═══ Data provided

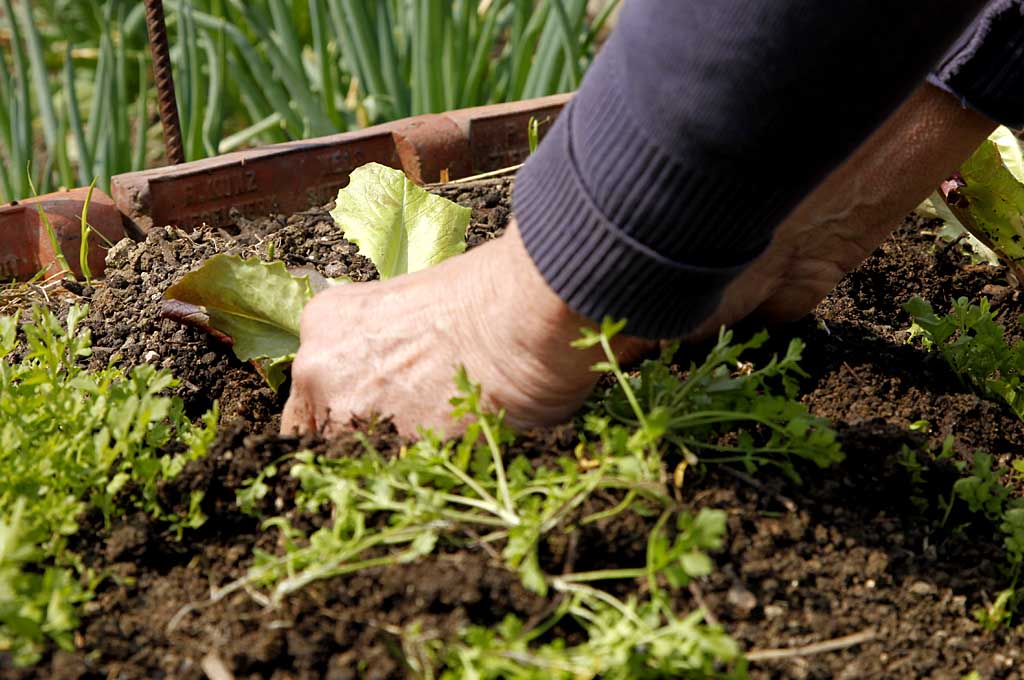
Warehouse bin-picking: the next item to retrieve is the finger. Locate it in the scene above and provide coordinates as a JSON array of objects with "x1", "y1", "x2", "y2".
[
  {"x1": 318, "y1": 405, "x2": 353, "y2": 439},
  {"x1": 280, "y1": 393, "x2": 315, "y2": 436}
]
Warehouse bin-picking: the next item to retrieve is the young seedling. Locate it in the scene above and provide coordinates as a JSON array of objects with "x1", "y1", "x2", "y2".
[
  {"x1": 26, "y1": 164, "x2": 73, "y2": 281},
  {"x1": 161, "y1": 162, "x2": 470, "y2": 390},
  {"x1": 577, "y1": 317, "x2": 843, "y2": 484},
  {"x1": 75, "y1": 178, "x2": 116, "y2": 286},
  {"x1": 0, "y1": 304, "x2": 217, "y2": 665},
  {"x1": 919, "y1": 126, "x2": 1024, "y2": 278},
  {"x1": 209, "y1": 320, "x2": 836, "y2": 676},
  {"x1": 936, "y1": 444, "x2": 1024, "y2": 629},
  {"x1": 905, "y1": 296, "x2": 1024, "y2": 420}
]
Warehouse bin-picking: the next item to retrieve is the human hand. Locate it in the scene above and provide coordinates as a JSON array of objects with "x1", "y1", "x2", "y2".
[
  {"x1": 282, "y1": 84, "x2": 993, "y2": 436},
  {"x1": 281, "y1": 222, "x2": 646, "y2": 436},
  {"x1": 690, "y1": 83, "x2": 996, "y2": 337}
]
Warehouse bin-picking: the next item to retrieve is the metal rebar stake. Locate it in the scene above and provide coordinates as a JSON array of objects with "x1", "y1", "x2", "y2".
[{"x1": 144, "y1": 0, "x2": 185, "y2": 165}]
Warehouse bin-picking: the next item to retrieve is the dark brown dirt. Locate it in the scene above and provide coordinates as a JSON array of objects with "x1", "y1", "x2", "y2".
[{"x1": 8, "y1": 182, "x2": 1024, "y2": 679}]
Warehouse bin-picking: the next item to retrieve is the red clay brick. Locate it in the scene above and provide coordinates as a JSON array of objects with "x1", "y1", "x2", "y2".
[
  {"x1": 443, "y1": 93, "x2": 570, "y2": 173},
  {"x1": 109, "y1": 95, "x2": 571, "y2": 233},
  {"x1": 111, "y1": 128, "x2": 402, "y2": 233},
  {"x1": 0, "y1": 188, "x2": 124, "y2": 281}
]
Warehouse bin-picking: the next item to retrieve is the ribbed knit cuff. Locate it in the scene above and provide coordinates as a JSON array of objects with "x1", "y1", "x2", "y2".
[
  {"x1": 513, "y1": 48, "x2": 790, "y2": 340},
  {"x1": 929, "y1": 0, "x2": 1024, "y2": 128}
]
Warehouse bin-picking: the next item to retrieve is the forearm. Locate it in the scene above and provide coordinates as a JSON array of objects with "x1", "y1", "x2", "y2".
[
  {"x1": 694, "y1": 82, "x2": 997, "y2": 335},
  {"x1": 514, "y1": 0, "x2": 988, "y2": 339}
]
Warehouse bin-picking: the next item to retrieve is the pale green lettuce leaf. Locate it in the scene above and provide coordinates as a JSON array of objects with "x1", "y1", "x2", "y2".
[
  {"x1": 162, "y1": 162, "x2": 469, "y2": 391},
  {"x1": 990, "y1": 125, "x2": 1024, "y2": 183},
  {"x1": 919, "y1": 126, "x2": 1023, "y2": 268},
  {"x1": 162, "y1": 255, "x2": 316, "y2": 391},
  {"x1": 952, "y1": 138, "x2": 1024, "y2": 279},
  {"x1": 330, "y1": 162, "x2": 470, "y2": 279}
]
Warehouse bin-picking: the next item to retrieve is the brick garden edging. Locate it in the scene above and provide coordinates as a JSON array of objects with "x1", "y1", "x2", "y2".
[
  {"x1": 0, "y1": 187, "x2": 125, "y2": 281},
  {"x1": 0, "y1": 94, "x2": 569, "y2": 281},
  {"x1": 111, "y1": 93, "x2": 570, "y2": 234}
]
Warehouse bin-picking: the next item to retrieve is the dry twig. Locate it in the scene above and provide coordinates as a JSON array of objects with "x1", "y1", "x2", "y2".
[{"x1": 746, "y1": 627, "x2": 877, "y2": 662}]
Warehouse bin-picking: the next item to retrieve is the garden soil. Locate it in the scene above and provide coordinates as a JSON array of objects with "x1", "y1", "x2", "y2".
[{"x1": 8, "y1": 176, "x2": 1024, "y2": 679}]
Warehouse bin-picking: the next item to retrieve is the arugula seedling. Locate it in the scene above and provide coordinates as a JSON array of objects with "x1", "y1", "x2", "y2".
[
  {"x1": 217, "y1": 321, "x2": 835, "y2": 676},
  {"x1": 937, "y1": 444, "x2": 1024, "y2": 628},
  {"x1": 433, "y1": 508, "x2": 742, "y2": 679},
  {"x1": 578, "y1": 318, "x2": 843, "y2": 484},
  {"x1": 905, "y1": 296, "x2": 1024, "y2": 420},
  {"x1": 974, "y1": 587, "x2": 1016, "y2": 632},
  {"x1": 0, "y1": 305, "x2": 218, "y2": 664}
]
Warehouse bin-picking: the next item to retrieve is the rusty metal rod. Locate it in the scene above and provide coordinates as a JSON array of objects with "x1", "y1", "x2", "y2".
[{"x1": 144, "y1": 0, "x2": 185, "y2": 165}]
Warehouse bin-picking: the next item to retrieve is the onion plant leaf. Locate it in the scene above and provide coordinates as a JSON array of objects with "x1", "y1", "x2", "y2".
[
  {"x1": 330, "y1": 162, "x2": 470, "y2": 279},
  {"x1": 162, "y1": 255, "x2": 317, "y2": 391}
]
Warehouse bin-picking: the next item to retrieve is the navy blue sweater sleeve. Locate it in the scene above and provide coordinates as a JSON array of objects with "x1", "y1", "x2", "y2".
[
  {"x1": 930, "y1": 0, "x2": 1024, "y2": 127},
  {"x1": 513, "y1": 0, "x2": 987, "y2": 339}
]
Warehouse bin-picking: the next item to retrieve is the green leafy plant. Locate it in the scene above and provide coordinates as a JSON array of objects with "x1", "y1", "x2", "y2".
[
  {"x1": 938, "y1": 446, "x2": 1024, "y2": 630},
  {"x1": 162, "y1": 162, "x2": 470, "y2": 390},
  {"x1": 433, "y1": 578, "x2": 743, "y2": 679},
  {"x1": 953, "y1": 452, "x2": 1013, "y2": 522},
  {"x1": 0, "y1": 305, "x2": 218, "y2": 664},
  {"x1": 904, "y1": 296, "x2": 1024, "y2": 420},
  {"x1": 918, "y1": 126, "x2": 1024, "y2": 273},
  {"x1": 329, "y1": 162, "x2": 470, "y2": 277},
  {"x1": 199, "y1": 320, "x2": 839, "y2": 676},
  {"x1": 575, "y1": 319, "x2": 843, "y2": 483},
  {"x1": 217, "y1": 366, "x2": 656, "y2": 605},
  {"x1": 974, "y1": 587, "x2": 1016, "y2": 632},
  {"x1": 212, "y1": 373, "x2": 745, "y2": 677},
  {"x1": 163, "y1": 256, "x2": 318, "y2": 390}
]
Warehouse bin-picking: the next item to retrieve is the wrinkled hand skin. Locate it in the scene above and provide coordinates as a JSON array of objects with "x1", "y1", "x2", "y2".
[
  {"x1": 690, "y1": 83, "x2": 995, "y2": 338},
  {"x1": 283, "y1": 83, "x2": 994, "y2": 437},
  {"x1": 282, "y1": 221, "x2": 646, "y2": 436}
]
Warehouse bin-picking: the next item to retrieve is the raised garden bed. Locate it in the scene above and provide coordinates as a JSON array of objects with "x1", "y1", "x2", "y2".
[{"x1": 6, "y1": 169, "x2": 1024, "y2": 678}]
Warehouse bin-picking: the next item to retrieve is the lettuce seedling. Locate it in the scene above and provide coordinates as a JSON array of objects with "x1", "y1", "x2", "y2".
[
  {"x1": 163, "y1": 257, "x2": 317, "y2": 391},
  {"x1": 330, "y1": 162, "x2": 469, "y2": 278},
  {"x1": 919, "y1": 126, "x2": 1024, "y2": 279},
  {"x1": 162, "y1": 162, "x2": 470, "y2": 390}
]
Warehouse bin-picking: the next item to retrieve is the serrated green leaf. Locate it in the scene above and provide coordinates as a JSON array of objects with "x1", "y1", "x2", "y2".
[
  {"x1": 330, "y1": 163, "x2": 469, "y2": 279},
  {"x1": 163, "y1": 255, "x2": 316, "y2": 391}
]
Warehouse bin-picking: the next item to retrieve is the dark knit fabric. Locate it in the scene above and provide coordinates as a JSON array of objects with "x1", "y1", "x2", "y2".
[
  {"x1": 514, "y1": 0, "x2": 992, "y2": 339},
  {"x1": 930, "y1": 0, "x2": 1024, "y2": 128}
]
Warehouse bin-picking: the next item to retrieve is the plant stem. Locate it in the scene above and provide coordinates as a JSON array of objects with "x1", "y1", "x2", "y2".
[{"x1": 479, "y1": 415, "x2": 516, "y2": 520}]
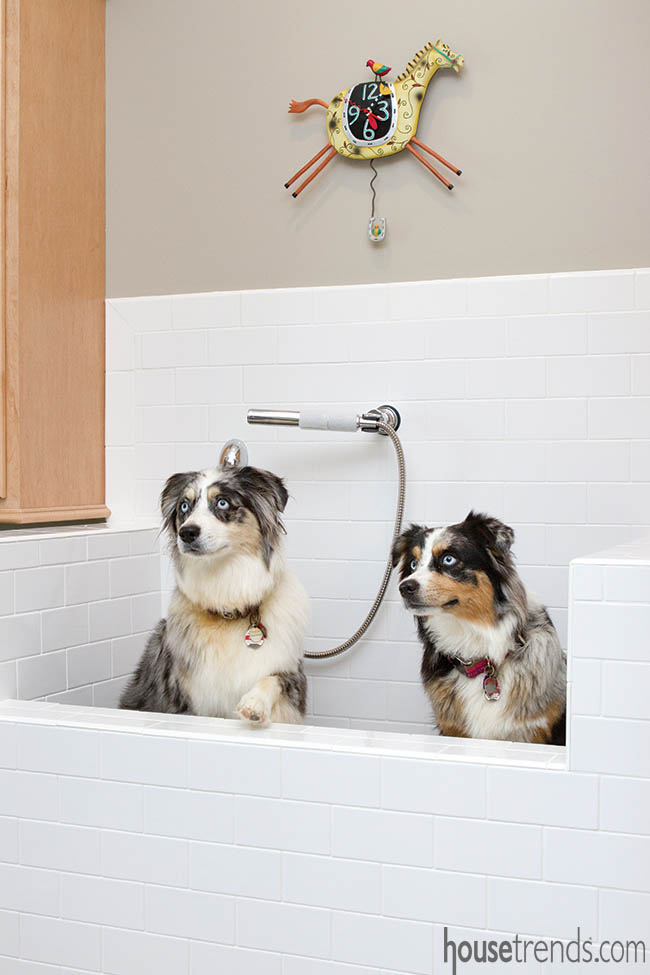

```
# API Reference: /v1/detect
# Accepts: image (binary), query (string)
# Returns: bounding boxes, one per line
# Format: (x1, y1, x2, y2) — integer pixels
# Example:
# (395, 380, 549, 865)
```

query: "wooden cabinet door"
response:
(0, 0, 108, 525)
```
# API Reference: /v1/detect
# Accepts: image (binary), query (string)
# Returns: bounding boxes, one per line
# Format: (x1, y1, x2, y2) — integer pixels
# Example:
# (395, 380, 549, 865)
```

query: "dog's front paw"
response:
(237, 692, 271, 728)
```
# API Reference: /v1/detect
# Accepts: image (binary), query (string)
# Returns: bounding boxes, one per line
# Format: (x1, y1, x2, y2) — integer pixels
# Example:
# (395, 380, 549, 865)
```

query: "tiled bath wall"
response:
(105, 268, 650, 732)
(0, 543, 647, 974)
(569, 539, 650, 779)
(0, 527, 162, 708)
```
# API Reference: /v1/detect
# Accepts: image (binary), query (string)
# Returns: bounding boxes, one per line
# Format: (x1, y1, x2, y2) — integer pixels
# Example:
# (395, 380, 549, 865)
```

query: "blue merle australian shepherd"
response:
(393, 511, 566, 744)
(120, 466, 309, 726)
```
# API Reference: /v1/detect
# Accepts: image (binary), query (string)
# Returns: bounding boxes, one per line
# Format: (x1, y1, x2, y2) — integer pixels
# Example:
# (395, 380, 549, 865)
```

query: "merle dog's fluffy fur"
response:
(120, 465, 309, 726)
(393, 511, 566, 744)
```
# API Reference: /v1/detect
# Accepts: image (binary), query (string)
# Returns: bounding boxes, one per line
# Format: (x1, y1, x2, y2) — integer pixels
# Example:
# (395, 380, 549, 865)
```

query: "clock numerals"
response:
(343, 83, 396, 147)
(375, 100, 390, 122)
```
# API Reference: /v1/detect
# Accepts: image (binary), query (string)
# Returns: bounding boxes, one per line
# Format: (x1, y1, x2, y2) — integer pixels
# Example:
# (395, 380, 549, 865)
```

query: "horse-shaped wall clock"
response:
(285, 39, 465, 201)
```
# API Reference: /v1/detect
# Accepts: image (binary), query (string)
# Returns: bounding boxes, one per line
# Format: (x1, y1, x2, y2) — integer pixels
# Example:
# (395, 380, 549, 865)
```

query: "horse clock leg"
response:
(406, 143, 455, 190)
(284, 144, 331, 190)
(411, 137, 462, 176)
(286, 146, 337, 198)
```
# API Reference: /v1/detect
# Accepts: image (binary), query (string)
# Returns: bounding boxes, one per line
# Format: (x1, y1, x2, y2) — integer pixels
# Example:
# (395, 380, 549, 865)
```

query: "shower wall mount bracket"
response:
(358, 404, 401, 434)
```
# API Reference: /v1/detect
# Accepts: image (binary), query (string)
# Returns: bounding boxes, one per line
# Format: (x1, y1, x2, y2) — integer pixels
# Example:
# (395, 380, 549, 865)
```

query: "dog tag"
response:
(483, 675, 501, 702)
(245, 623, 267, 649)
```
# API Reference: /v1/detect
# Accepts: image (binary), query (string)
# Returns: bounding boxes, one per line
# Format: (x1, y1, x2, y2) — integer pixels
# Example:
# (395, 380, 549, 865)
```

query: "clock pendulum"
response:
(364, 63, 390, 242)
(368, 160, 386, 243)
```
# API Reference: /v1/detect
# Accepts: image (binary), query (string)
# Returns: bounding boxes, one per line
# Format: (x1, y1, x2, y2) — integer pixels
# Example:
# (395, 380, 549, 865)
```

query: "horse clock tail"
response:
(288, 98, 328, 114)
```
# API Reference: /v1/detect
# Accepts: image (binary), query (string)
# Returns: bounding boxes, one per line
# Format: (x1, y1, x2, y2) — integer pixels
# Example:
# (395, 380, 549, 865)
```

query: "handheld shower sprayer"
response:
(246, 404, 406, 659)
(247, 404, 401, 435)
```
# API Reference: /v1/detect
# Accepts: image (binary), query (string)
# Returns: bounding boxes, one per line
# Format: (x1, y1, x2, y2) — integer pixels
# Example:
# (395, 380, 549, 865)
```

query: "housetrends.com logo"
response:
(442, 927, 647, 972)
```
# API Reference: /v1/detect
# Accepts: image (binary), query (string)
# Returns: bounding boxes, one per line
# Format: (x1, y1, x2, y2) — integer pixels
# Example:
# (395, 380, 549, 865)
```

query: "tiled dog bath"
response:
(0, 536, 648, 973)
(0, 268, 649, 973)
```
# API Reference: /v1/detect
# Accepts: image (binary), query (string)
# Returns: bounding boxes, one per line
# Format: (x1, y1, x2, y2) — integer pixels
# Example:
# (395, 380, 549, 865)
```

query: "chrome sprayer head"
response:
(218, 438, 249, 469)
(246, 405, 400, 435)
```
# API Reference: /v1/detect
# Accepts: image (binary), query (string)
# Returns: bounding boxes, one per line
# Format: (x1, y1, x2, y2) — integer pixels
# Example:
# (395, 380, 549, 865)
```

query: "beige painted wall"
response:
(106, 0, 650, 297)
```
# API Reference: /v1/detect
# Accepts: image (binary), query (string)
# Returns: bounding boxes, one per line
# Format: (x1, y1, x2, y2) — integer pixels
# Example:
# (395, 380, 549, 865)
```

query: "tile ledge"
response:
(108, 267, 650, 303)
(0, 519, 159, 543)
(0, 700, 566, 769)
(571, 533, 650, 566)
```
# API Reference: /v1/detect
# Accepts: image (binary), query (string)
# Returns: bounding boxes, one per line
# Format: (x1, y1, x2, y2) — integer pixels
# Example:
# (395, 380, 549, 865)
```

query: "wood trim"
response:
(0, 0, 6, 498)
(2, 0, 19, 509)
(0, 503, 111, 525)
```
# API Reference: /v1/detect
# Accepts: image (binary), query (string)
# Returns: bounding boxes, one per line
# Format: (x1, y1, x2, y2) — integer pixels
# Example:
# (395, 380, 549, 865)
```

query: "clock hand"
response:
(350, 101, 379, 130)
(366, 110, 378, 130)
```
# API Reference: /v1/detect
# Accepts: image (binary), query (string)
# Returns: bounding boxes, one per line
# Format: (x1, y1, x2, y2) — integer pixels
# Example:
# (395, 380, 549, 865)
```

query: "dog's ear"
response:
(235, 467, 289, 513)
(391, 531, 409, 568)
(463, 510, 514, 559)
(160, 472, 197, 534)
(258, 469, 289, 513)
(234, 466, 289, 566)
(392, 524, 426, 569)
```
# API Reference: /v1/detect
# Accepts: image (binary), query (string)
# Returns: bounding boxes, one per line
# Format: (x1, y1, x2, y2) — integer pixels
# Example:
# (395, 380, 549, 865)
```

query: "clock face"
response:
(341, 82, 398, 148)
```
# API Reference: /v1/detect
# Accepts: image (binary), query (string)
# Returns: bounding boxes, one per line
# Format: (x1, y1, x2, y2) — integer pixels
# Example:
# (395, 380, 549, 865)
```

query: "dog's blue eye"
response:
(217, 498, 229, 510)
(409, 558, 418, 571)
(442, 554, 457, 566)
(179, 500, 190, 515)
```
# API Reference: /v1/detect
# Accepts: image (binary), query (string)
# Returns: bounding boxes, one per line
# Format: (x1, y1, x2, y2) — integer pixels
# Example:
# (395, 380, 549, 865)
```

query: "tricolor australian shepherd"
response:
(120, 466, 309, 726)
(393, 511, 566, 744)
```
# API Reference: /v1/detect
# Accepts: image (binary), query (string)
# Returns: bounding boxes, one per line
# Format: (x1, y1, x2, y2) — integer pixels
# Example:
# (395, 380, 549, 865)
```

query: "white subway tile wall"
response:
(569, 555, 650, 783)
(6, 271, 643, 724)
(101, 268, 650, 733)
(0, 528, 160, 707)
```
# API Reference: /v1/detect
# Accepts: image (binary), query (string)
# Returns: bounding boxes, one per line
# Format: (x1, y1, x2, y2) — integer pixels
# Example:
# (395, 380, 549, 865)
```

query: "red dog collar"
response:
(446, 652, 510, 702)
(462, 657, 490, 679)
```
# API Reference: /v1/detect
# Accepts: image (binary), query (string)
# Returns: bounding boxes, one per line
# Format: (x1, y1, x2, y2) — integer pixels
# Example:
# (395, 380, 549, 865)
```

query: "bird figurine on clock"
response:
(284, 39, 465, 241)
(366, 59, 392, 94)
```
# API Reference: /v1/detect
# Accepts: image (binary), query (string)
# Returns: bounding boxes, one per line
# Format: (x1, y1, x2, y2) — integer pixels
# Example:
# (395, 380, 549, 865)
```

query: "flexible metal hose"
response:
(304, 420, 406, 659)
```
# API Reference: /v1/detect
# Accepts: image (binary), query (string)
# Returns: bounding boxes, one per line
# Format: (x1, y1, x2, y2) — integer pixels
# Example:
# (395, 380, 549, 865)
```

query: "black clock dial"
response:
(342, 82, 397, 147)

══════

Copy all lines of the preceding data that hold the word "horse".

query: "horse-shaped wall clock"
query: "horse clock leg"
query: "horse clock tail"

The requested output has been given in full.